Render every one of the lines below as a JSON list of strings, one string per line, with blank lines left out.

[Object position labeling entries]
====

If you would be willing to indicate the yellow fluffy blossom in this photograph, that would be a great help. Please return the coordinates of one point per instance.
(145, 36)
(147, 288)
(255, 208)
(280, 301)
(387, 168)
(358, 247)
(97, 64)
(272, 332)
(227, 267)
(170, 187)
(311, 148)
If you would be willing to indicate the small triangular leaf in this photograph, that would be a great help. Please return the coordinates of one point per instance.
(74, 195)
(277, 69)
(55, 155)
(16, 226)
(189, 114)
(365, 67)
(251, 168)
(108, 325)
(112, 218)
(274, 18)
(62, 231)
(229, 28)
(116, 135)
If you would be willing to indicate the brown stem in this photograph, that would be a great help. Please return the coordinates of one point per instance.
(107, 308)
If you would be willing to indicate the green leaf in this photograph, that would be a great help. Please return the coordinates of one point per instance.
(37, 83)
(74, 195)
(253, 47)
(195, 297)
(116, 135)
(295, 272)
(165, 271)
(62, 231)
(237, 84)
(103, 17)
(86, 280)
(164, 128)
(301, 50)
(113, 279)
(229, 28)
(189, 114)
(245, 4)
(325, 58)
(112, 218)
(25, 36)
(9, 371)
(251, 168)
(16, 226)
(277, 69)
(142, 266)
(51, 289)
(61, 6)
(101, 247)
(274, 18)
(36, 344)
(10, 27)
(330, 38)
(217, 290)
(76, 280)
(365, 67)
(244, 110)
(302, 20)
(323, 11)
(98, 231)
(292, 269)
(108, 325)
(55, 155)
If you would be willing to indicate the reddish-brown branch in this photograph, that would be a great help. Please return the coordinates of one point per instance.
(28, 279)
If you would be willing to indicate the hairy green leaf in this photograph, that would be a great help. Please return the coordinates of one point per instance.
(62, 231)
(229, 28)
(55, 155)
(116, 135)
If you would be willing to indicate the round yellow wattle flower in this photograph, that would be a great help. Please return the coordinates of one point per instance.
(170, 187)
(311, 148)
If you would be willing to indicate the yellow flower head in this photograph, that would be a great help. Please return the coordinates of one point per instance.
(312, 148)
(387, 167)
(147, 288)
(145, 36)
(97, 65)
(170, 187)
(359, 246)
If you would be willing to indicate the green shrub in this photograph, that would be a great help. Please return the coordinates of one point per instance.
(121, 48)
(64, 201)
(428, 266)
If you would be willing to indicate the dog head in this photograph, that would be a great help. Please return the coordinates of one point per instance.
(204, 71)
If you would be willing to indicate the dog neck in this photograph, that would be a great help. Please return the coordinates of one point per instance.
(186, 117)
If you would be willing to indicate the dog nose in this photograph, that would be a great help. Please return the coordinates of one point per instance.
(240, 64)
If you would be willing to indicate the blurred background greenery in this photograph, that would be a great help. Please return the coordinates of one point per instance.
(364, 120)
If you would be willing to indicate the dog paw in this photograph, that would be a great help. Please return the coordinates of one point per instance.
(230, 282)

====

[Written answer]
[
  "If you would be willing to indicate the yellow fluffy blossom in this photograph, that would be a great help. Please return the coordinates of one point per instance.",
  "(145, 36)",
  "(147, 288)",
  "(255, 208)",
  "(280, 301)",
  "(387, 168)",
  "(358, 247)",
  "(97, 64)",
  "(272, 332)",
  "(227, 267)",
  "(170, 187)",
  "(311, 148)",
  "If you would be willing to indicate the small triangular leaf in this photograph, that would be a great help. Please return the coordinates of one point per instance.",
  "(74, 195)",
  "(277, 69)",
  "(55, 155)",
  "(16, 226)",
  "(189, 114)",
  "(365, 67)",
  "(251, 168)",
  "(108, 325)",
  "(112, 218)",
  "(274, 18)",
  "(62, 231)",
  "(229, 28)",
  "(116, 135)",
  "If you would be willing to indicate the brown stem in this photograph, that would be a great help. Please return the coordinates of one point per instance.",
  "(107, 308)",
  "If you would be willing to indicate the green leaf in this photograph, that would be a great help. Please return the coordinates of one point per instance.",
  "(37, 83)",
  "(74, 195)",
  "(253, 47)",
  "(195, 297)",
  "(116, 135)",
  "(295, 272)",
  "(165, 271)",
  "(62, 231)",
  "(237, 84)",
  "(103, 17)",
  "(86, 280)",
  "(164, 128)",
  "(301, 50)",
  "(113, 279)",
  "(229, 28)",
  "(189, 114)",
  "(245, 4)",
  "(325, 58)",
  "(112, 218)",
  "(25, 36)",
  "(9, 371)",
  "(251, 168)",
  "(16, 226)",
  "(277, 69)",
  "(142, 266)",
  "(51, 289)",
  "(61, 6)",
  "(101, 247)",
  "(274, 18)",
  "(36, 344)",
  "(10, 27)",
  "(330, 38)",
  "(217, 290)",
  "(76, 280)",
  "(365, 67)",
  "(244, 110)",
  "(302, 20)",
  "(323, 11)",
  "(98, 231)",
  "(292, 269)",
  "(108, 325)",
  "(55, 155)",
  "If you would be willing to indicate the reddish-brown branch in this photograph, that would be a great help. Please return the coordinates of one point per instance.",
  "(28, 279)",
  "If you would be willing to indicate the hairy green leaf in this photograph, that would be a great help. Please return the coordinates of one point per instance.",
  "(62, 231)",
  "(229, 28)",
  "(55, 155)",
  "(116, 135)",
  "If you would be willing to indicate the round yellow wattle flower in this photograph, that would be a great help. Please return the coordinates of one point per instance.",
  "(170, 187)",
  "(311, 148)",
  "If you would be willing to indicate the yellow flower head in this photograph, that would be a great help. Please return the coordinates of one point per instance.",
  "(312, 148)",
  "(387, 167)",
  "(147, 288)",
  "(145, 36)",
  "(97, 65)",
  "(170, 187)",
  "(359, 246)",
  "If you would be willing to indicate the green shrub in this photograph, that would be a great help. Please return the coordinates of one point per instance.",
  "(121, 48)",
  "(64, 201)",
  "(428, 266)",
  "If you would be willing to indicate the dog head in this photograph, that would be a great help. Please return the coordinates of one point per instance.",
  "(204, 71)",
  "If you would be willing to indicate the dog neck in this photograph, that would be a great help. Please return the coordinates of one point per instance.",
  "(186, 117)",
  "If you would be willing to indicate the dog nose in this photograph, that would be a great help. Please return the coordinates of one point per instance.",
  "(240, 64)",
  "If you would be willing to indicate the blurred background greenery in this photograph, that would be a great help. Please return the coordinates of one point per instance.",
  "(364, 120)",
  "If you would be willing to indicate the dog paw in this photograph, that would be a great help. Please return the coordinates of one point per instance.",
  "(230, 282)"
]